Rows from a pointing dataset
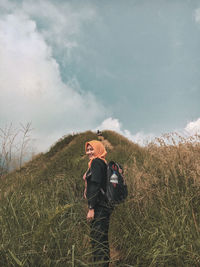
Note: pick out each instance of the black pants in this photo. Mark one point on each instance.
(99, 236)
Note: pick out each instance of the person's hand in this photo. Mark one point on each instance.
(90, 215)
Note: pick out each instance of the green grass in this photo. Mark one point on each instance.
(43, 213)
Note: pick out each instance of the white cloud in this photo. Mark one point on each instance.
(193, 127)
(114, 125)
(31, 86)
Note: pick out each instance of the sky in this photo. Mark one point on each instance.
(132, 66)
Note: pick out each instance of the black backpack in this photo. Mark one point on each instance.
(116, 188)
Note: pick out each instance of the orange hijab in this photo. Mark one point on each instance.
(99, 151)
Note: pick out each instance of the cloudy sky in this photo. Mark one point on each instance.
(69, 66)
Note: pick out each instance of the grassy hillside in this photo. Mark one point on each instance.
(43, 213)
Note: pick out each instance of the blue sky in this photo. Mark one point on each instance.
(131, 66)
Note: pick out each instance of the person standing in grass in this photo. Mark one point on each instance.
(99, 213)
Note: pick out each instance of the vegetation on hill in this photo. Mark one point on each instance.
(43, 213)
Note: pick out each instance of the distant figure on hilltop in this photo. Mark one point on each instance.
(99, 213)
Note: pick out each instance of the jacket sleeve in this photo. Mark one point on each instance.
(94, 184)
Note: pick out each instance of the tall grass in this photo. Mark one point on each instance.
(43, 213)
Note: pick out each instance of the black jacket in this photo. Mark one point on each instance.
(96, 179)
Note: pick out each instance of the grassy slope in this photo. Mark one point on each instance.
(43, 211)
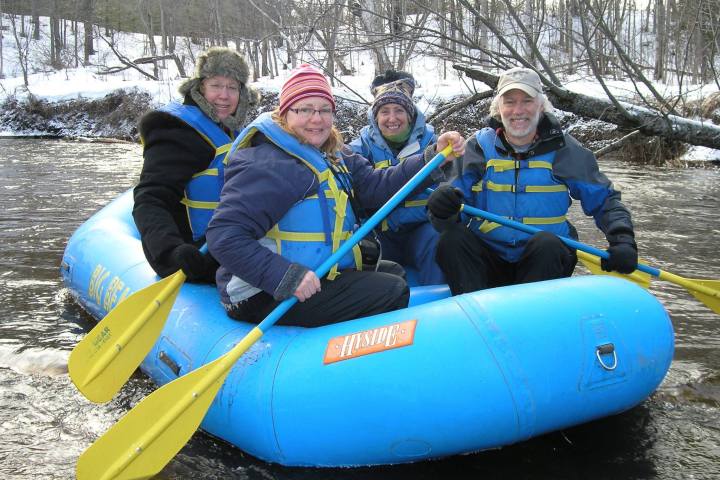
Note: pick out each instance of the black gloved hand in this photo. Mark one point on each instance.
(623, 258)
(445, 201)
(194, 264)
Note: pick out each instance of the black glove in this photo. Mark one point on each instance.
(445, 201)
(194, 264)
(623, 258)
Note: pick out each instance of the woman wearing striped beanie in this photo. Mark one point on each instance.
(396, 130)
(293, 194)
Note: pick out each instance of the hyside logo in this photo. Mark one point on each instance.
(375, 340)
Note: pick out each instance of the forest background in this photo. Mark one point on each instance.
(658, 54)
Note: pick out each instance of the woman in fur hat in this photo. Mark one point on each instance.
(397, 130)
(293, 194)
(184, 147)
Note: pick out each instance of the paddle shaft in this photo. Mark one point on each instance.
(662, 275)
(216, 371)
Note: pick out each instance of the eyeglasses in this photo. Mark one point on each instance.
(219, 87)
(306, 113)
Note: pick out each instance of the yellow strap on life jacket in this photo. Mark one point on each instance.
(199, 204)
(223, 149)
(337, 234)
(500, 165)
(416, 203)
(210, 171)
(502, 187)
(488, 226)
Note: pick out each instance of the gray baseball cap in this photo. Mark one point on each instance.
(521, 78)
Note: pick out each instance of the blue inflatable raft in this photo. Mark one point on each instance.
(447, 375)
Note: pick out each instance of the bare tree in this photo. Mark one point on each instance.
(23, 45)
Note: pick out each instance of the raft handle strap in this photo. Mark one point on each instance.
(606, 349)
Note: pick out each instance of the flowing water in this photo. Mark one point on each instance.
(47, 188)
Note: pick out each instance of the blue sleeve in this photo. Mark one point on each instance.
(261, 185)
(577, 167)
(373, 187)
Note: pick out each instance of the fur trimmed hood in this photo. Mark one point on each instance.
(228, 63)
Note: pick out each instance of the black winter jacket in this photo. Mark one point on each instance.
(173, 153)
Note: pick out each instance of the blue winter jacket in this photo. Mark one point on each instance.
(262, 183)
(573, 166)
(373, 146)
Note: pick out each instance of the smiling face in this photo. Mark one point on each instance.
(520, 114)
(223, 93)
(392, 119)
(313, 128)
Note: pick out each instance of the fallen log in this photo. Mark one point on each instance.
(643, 119)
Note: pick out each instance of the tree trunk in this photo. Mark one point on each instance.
(660, 40)
(646, 121)
(372, 24)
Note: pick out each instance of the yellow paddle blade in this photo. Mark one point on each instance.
(104, 359)
(592, 263)
(150, 435)
(710, 298)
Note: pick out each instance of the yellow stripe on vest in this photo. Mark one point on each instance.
(501, 187)
(210, 171)
(199, 204)
(488, 226)
(500, 165)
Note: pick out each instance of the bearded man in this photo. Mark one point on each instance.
(522, 166)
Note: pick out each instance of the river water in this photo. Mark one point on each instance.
(47, 188)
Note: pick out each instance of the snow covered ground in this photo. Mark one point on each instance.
(433, 86)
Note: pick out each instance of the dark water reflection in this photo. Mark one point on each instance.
(48, 188)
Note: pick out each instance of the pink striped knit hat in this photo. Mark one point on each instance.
(305, 81)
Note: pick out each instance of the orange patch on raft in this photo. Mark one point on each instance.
(375, 340)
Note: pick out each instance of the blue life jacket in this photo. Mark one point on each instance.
(202, 192)
(522, 190)
(302, 236)
(372, 145)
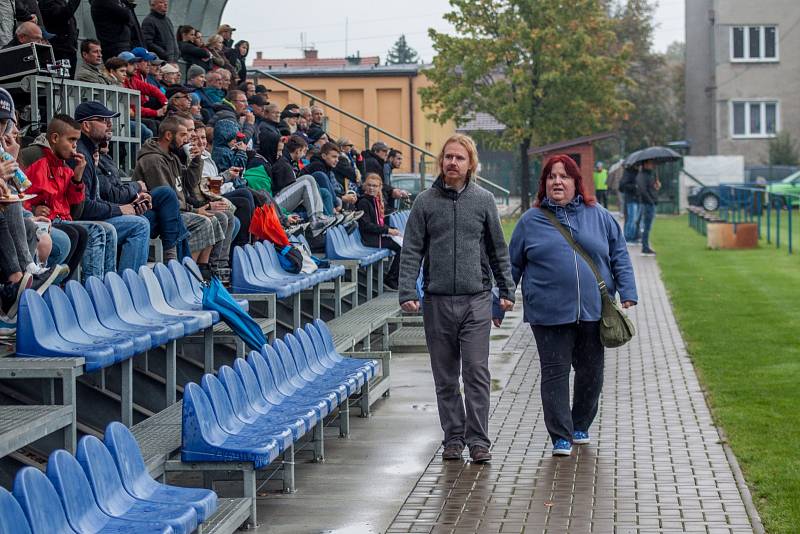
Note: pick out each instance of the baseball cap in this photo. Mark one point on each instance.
(143, 54)
(6, 106)
(126, 56)
(93, 110)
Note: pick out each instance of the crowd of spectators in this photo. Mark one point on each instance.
(214, 149)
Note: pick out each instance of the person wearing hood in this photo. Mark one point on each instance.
(58, 16)
(159, 33)
(238, 58)
(116, 25)
(159, 164)
(454, 229)
(561, 296)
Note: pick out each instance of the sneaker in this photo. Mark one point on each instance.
(480, 454)
(453, 452)
(562, 447)
(579, 437)
(11, 293)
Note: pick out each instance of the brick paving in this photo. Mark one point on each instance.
(655, 464)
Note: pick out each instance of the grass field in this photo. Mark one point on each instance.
(739, 313)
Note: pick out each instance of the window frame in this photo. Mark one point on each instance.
(748, 104)
(762, 43)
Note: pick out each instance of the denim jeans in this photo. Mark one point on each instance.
(648, 214)
(133, 238)
(560, 347)
(165, 217)
(100, 256)
(632, 216)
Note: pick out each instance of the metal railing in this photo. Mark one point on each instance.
(368, 126)
(50, 96)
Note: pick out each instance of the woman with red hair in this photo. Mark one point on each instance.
(561, 295)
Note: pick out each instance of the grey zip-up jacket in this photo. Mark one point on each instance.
(458, 239)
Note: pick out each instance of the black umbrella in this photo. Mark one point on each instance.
(659, 154)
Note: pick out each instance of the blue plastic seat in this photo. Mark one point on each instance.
(143, 304)
(247, 413)
(90, 323)
(81, 510)
(12, 518)
(137, 481)
(123, 304)
(205, 441)
(38, 336)
(109, 317)
(221, 403)
(69, 328)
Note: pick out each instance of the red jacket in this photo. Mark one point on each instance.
(147, 90)
(51, 180)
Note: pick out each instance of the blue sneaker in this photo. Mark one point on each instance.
(562, 448)
(579, 437)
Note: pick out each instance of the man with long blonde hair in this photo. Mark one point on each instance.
(454, 232)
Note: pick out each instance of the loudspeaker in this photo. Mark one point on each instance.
(23, 60)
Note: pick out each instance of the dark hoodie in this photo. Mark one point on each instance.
(156, 168)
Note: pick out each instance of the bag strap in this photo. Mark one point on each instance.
(574, 244)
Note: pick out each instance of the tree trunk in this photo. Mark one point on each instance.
(525, 174)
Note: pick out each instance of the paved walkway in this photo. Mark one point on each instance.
(656, 463)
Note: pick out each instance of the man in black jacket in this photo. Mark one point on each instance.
(59, 18)
(158, 32)
(116, 25)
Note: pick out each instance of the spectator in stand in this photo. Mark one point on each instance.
(158, 32)
(116, 25)
(226, 34)
(190, 52)
(234, 108)
(130, 231)
(92, 62)
(59, 17)
(58, 188)
(374, 228)
(159, 164)
(238, 58)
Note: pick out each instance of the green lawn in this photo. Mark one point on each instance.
(739, 313)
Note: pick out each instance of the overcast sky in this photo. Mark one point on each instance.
(372, 25)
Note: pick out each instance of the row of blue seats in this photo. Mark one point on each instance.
(257, 409)
(105, 488)
(257, 269)
(339, 245)
(114, 319)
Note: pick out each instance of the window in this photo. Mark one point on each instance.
(754, 119)
(754, 43)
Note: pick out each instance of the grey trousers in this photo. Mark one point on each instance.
(457, 332)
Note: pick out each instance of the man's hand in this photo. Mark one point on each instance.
(410, 306)
(80, 166)
(42, 211)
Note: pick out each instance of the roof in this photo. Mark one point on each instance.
(304, 62)
(586, 139)
(482, 122)
(340, 70)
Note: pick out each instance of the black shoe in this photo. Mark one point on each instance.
(480, 454)
(11, 293)
(453, 452)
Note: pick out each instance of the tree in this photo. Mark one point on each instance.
(401, 53)
(546, 72)
(783, 150)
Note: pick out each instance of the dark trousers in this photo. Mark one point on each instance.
(560, 347)
(78, 239)
(457, 334)
(394, 270)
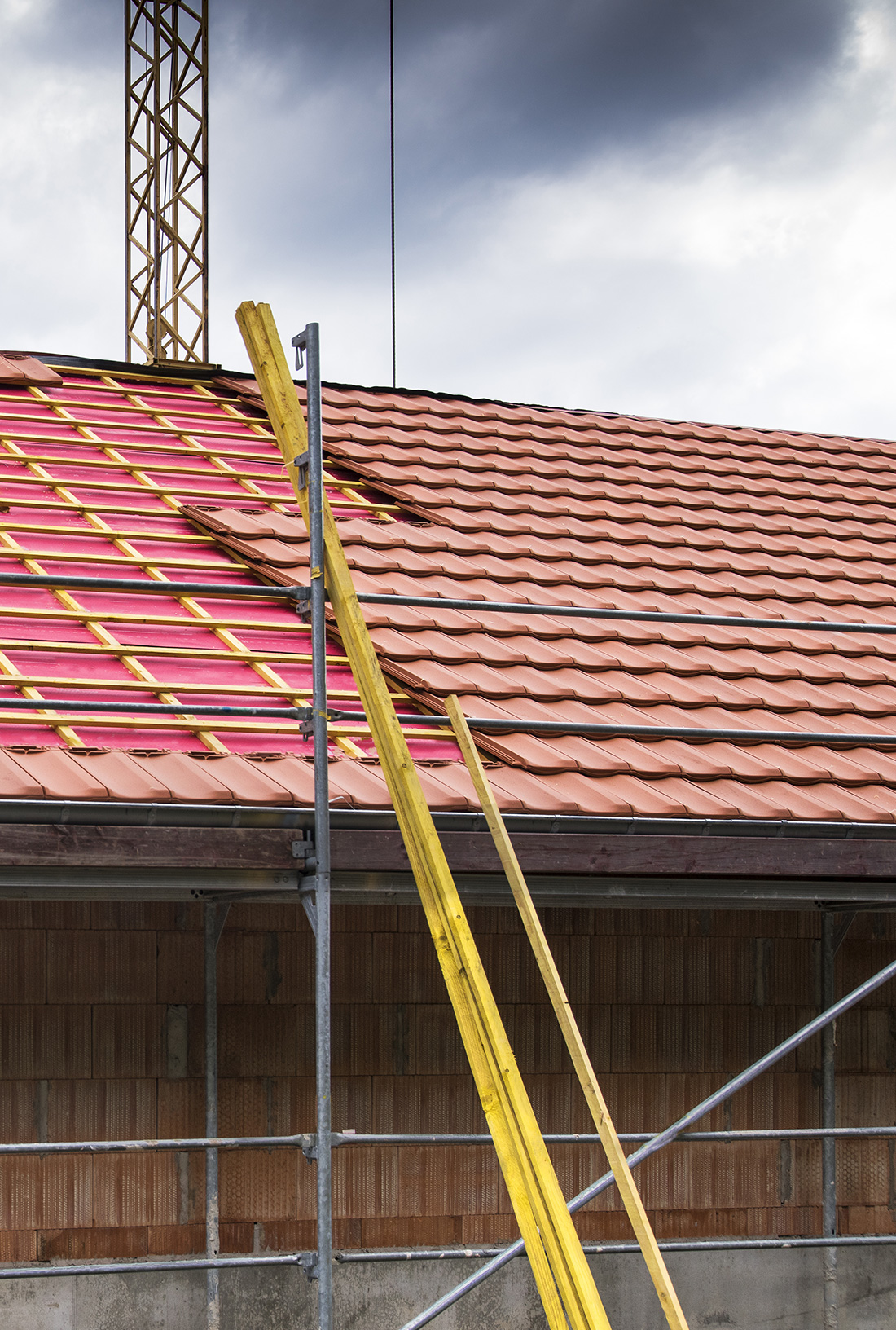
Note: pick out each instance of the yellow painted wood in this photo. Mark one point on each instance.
(555, 1252)
(568, 1024)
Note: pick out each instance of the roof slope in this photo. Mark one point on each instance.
(120, 473)
(585, 509)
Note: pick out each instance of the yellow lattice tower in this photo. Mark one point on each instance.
(166, 282)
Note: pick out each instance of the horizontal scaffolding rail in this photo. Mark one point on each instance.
(490, 724)
(55, 709)
(306, 1142)
(306, 1260)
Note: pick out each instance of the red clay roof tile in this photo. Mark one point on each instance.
(494, 503)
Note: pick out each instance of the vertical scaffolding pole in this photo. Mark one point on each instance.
(214, 921)
(321, 826)
(828, 1119)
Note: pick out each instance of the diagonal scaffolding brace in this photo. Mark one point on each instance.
(568, 1026)
(559, 1264)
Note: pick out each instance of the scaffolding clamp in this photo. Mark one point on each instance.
(306, 717)
(309, 1262)
(305, 850)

**Direction:** Return the lines from the line containing "Note: pick out each instance of the yellow lattice" to the end of the entries above, exactly as they appear and with no other output.

**Solution:**
Note: pick out each instance of the yellow lattice tower in this photo. Mark one point on each instance.
(166, 282)
Note: pick out each instance of the horizontal scaffolding rail in this photo. Mark one point on each instance.
(490, 724)
(55, 709)
(306, 1142)
(306, 1260)
Note: pick out each instance of the red clay roof tile in this photo. Mark one point on each instance.
(494, 503)
Note: pick out each instance of the vertical scaffolding pole in this photo. Mark one point on each instance.
(214, 921)
(321, 826)
(828, 1119)
Note: pick out each instance of the diagonal scaffolding brace in this photo. Mark one point on each instance.
(568, 1026)
(559, 1264)
Note: pick out each instance of the scaffolding clamp in this photo. Mark one point on each instance.
(306, 717)
(309, 1262)
(305, 850)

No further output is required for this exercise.